» List of tasks:
• A. Can you reproduce the mushroom-hunting thread word for word between "Pics or it didn't" and "Please Proove it!", inclusive?
• B. Can you write the next part of the mushroom-hunting thread, picking up right after its final sentence?

» Text provided:
┄┄┄┄┄┄

# here we go



## old picker (Apr 10, 2013)

NE nebraska 2 1/2 lbs today, put your shroom glasses on they are there.


----------



## slicker_picker (Apr 25, 2014)

Pics or it didn't happen. Show the shrooms with a current receipt please. Tired of these unfounded BS Claims. I have honey holes one he Missouri, platte, loess hills, and all over the damn place. Nothjng nothing and nothing. I've been hunting em for 25 years. Please Proove it!


----------



## jim33 (Mar 9, 2013)

Wow so harsh. I bet I would have been getting hate like that if I wouldn't if posted pics of my finds over here in Ohio the other day. Micro Climates happen, I walked into one the other day and it's possible old picker did too. I'll never jump to conclusions and shoot off at someone like that, especially after what I learned this year(well I wouldn't have acted like that ever anyway). It would have been simple just to ask for a picture and think the rest in your head. Now if he shows a picture your just gonna look like a giant ass(and I just saw this same thing go down a couple days ago for another picker who was telling the truth all along). Enjoy mushrooming! Good Luck to all you this year!

┄┄┄┄┄┄

Dataset items
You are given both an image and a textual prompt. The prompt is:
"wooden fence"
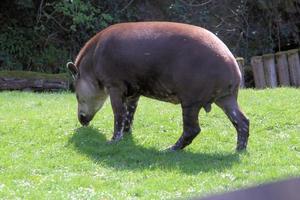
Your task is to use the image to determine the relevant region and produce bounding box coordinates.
[248,49,300,89]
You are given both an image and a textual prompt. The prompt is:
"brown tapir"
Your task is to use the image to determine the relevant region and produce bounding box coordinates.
[67,22,249,150]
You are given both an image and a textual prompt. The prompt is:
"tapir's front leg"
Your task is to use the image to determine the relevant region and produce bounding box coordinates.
[109,88,126,141]
[168,105,201,151]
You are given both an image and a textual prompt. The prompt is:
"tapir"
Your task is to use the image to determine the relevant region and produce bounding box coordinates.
[67,22,249,151]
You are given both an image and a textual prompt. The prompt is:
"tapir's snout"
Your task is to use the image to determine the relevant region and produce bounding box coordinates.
[78,113,91,126]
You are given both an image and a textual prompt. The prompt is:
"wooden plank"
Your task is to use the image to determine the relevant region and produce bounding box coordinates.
[275,52,290,87]
[251,56,266,89]
[287,49,300,87]
[262,54,277,88]
[236,57,245,88]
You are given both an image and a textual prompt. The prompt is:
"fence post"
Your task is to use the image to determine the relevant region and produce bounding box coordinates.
[236,57,245,88]
[275,52,290,86]
[287,49,300,87]
[262,54,277,88]
[251,56,266,89]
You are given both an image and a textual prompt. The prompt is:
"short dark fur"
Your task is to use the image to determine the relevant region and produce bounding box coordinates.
[75,22,249,150]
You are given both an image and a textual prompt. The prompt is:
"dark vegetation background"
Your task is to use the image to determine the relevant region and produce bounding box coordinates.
[0,0,300,76]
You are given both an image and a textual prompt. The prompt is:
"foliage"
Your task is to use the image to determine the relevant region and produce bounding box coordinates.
[0,88,300,199]
[0,0,300,73]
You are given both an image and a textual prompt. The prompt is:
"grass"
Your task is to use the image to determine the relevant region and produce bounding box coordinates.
[0,70,70,81]
[0,88,300,199]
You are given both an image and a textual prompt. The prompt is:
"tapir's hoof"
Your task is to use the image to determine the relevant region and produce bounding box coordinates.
[163,145,181,153]
[107,137,123,144]
[236,142,247,152]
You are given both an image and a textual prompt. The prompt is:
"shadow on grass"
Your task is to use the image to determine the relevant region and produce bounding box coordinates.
[69,127,239,174]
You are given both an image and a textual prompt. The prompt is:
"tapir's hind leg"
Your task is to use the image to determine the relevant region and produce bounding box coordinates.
[124,96,139,133]
[216,95,249,151]
[169,105,201,150]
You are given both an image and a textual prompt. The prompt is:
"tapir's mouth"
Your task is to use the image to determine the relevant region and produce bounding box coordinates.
[78,115,91,126]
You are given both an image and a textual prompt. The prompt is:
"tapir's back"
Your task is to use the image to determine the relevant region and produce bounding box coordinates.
[97,22,240,100]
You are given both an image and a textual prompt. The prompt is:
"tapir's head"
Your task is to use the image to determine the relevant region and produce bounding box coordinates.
[67,62,107,126]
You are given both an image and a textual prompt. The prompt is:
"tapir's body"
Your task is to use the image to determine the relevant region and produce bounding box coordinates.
[69,22,249,150]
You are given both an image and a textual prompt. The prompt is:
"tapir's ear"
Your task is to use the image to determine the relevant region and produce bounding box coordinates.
[67,62,78,79]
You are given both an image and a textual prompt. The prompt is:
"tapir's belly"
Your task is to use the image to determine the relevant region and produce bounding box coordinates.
[140,81,180,104]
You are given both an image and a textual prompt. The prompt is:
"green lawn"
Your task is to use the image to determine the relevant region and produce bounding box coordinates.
[0,88,300,199]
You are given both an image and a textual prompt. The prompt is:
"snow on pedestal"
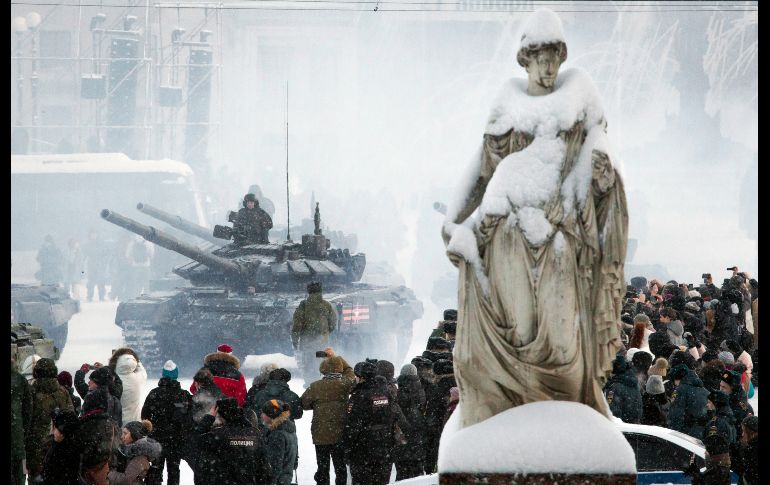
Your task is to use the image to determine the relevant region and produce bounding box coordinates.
[438,401,636,484]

┄┄┄┄┄┄

» Answers:
• A.
Pics or it didn't happen. Show the shrooms with a current receipt please. Tired of these unfounded BS Claims. I have honey holes one he Missouri, platte, loess hills, and all over the damn place. Nothjng nothing and nothing. I've been hunting em for 25 years. Please Proove it!

• B.
----------



## dormit dan (May 9, 2013)

Found a little over a lb. today in Lancaster County. Mostly greys but a couple yellows as well.


----------



## slicker_picker (Apr 25, 2014)

I may come across as harsh, but people are wasting my and other time by tossing out BS Claims. I'm not callin old picker a liar, I'm simply asking him and others to prove it. Plain and simple. Show proof or don't post it.


----------



## jim33 (Mar 9, 2013)

Why are they wasting your time? If someones BSing it's only their time being wasted. Unless your post bitching was time you wasted, then I see I guess. If someone is waiting on a post on a website to go out picking they aren't a mushroom hunter, their an internet hunter. It's sad people would wait on something to come off the internet to get out there. Saying post a pic or it didn't happen sure seems like your calling them a liar. 

I wish you all the best of luck this year.


----------



## jim33 (Mar 9, 2013)

Crap, I meant to add about how this sight isn't very user friendly for picture posting, please take that into consideration.


----------



## slicker_picker (Apr 25, 2014)

It seems you're wasting my time at this point. I've been out, I check the ground temps, I look and listen, I follow my nose like I'm searching for a bowl of fruit loops... Oops just found one. No one asked you to be captain save a ho. Weeedooweeedooo. Here comes the forum police. This is a tool, used to see the progression of mushrooms, within a specified state. Just the same as all the other old timer trick and myths. Welcome to the 21st century.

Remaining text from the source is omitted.